## Stated problem 1
Reproduce the full article about Bausman's rhythm lesson word for word.

## Supplied text
As part of the Island schools’ curriculum, Bausman hosts a Zoom session where students follow the rhythm with sheet music laid out in an easy-to-understand format.

Kids use pencils, pots and pans, drum sticks, and other items to tap along with Bausman as he leads them through not only a lesson in rhythmic patterns, but a history lesson as well.

In this particular lesson, Bausman taught grades three through five from a number of different Island towns.

“The earliest instruments were things that were found,” said Bausman as he picked up his set of claves to demonstrate an ancient rhythm originating from Africa, called the Gombau.

“Claves are a really ancient idea, they are just wooden sticks, and when you hit them together, they make different sounds,” Bausman said.

To start out, Bausman explained the background rhythm and how it is tied together to keep the main chorus in step.

“Clave means key, it’s the key to the whole rhythm,” Bausman said. When struck together, the claves make a bright clicking noise, almost like a metronome, which establishes the foundation of the rhythm.

After each segment of the lesson, Bausman would play and ask the kids to play as well. Some students watched intently while others drummed on oatmeal containers as they kept pace.

Bausman also taught students about the guiro, a Latin-American percussion instrument traditionally made of an open-ended, hollow gourd with notches cut into the side.

The guiro is played using a metal comb or a rubbing stick. Bausman used a metal comb, but asked students to grab a pencil or other object and slide it along their arm to mimic the pattern.

“See if you can imagine the pattern and the noise, kind of like a scratching sound. Look, I have my comb, and I can even use it to comb my hair,” Bausman joked as he brushed the metal comb over his head.

After the background rhythm was discussed and reviewed at length, Bausman started in on the main conga part.

The conga drum is a tall, narrow-headed drum that originated in Cuba. Bausman lined up three different sized conga drums, each with different names and tones. The drums had pieces of paper attached to them with the letters A, B, and C, which corresponded with the sheet music provided to students.

Bausman then had students follow along with the main Conga part and gave them a lighthearted test afterwards to see how they did. Some kids used different sized pots and pans in place of the congas.

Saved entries
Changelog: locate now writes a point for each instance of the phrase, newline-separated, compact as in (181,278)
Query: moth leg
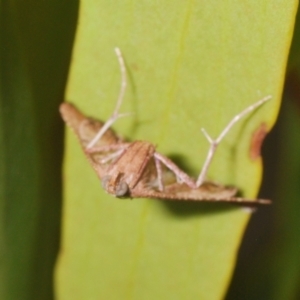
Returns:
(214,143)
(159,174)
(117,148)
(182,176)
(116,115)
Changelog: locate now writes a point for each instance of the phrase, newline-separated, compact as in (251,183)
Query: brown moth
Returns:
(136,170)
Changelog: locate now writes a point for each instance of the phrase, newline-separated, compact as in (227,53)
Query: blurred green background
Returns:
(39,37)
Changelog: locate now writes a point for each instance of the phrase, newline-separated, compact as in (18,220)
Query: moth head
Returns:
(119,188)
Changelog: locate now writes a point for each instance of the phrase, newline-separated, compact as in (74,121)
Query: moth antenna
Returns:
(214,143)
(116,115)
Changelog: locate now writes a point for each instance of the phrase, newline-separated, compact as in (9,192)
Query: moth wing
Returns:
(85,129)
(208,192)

--

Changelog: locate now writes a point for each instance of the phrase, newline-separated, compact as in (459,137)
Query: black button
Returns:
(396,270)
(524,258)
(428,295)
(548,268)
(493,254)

## Stated problem 2
Find every line in the records that contains the string "Query", matching case exactly, and copy each one.

## Answer 1
As part of the Island schools’ curriculum, Bausman hosts a Zoom session where students follow the rhythm with sheet music laid out in an easy-to-understand format.

Kids use pencils, pots and pans, drum sticks, and other items to tap along with Bausman as he leads them through not only a lesson in rhythmic patterns, but a history lesson as well.

In this particular lesson, Bausman taught grades three through five from a number of different Island towns.

“The earliest instruments were things that were found,” said Bausman as he picked up his set of claves to demonstrate an ancient rhythm originating from Africa, called the Gombau.

“Claves are a really ancient idea, they are just wooden sticks, and when you hit them together, they make different sounds,” Bausman said.

To start out, Bausman explained the background rhythm and how it is tied together to keep the main chorus in step.

“Clave means key, it’s the key to the whole rhythm,” Bausman said. When struck together, the claves make a bright clicking noise, almost like a metronome, which establishes the foundation of the rhythm.

After each segment of the lesson, Bausman would play and ask the kids to play as well. Some students watched intently while others drummed on oatmeal containers as they kept pace.

Bausman also taught students about the guiro, a Latin-American percussion instrument traditionally made of an open-ended, hollow gourd with notches cut into the side.

The guiro is played using a metal comb or a rubbing stick. Bausman used a metal comb, but asked students to grab a pencil or other object and slide it along their arm to mimic the pattern.

“See if you can imagine the pattern and the noise, kind of like a scratching sound. Look, I have my comb, and I can even use it to comb my hair,” Bausman joked as he brushed the metal comb over his head.

After the background rhythm was discussed and reviewed at length, Bausman started in on the main conga part.

The conga drum is a tall, narrow-headed drum that originated in Cuba. Bausman lined up three different sized conga drums, each with different names and tones. The drums had pieces of paper attached to them with the letters A, B, and C, which corresponded with the sheet music provided to students.

Bausman then had students follow along with the main Conga part and gave them a lighthearted test afterwards to see how they did. Some kids used different sized pots and pans in place of the congas.

## Answer 2
Query: moth leg
Query: brown moth
Query: blurred green background
Query: moth head
Query: moth antenna
Query: moth wing
Query: black button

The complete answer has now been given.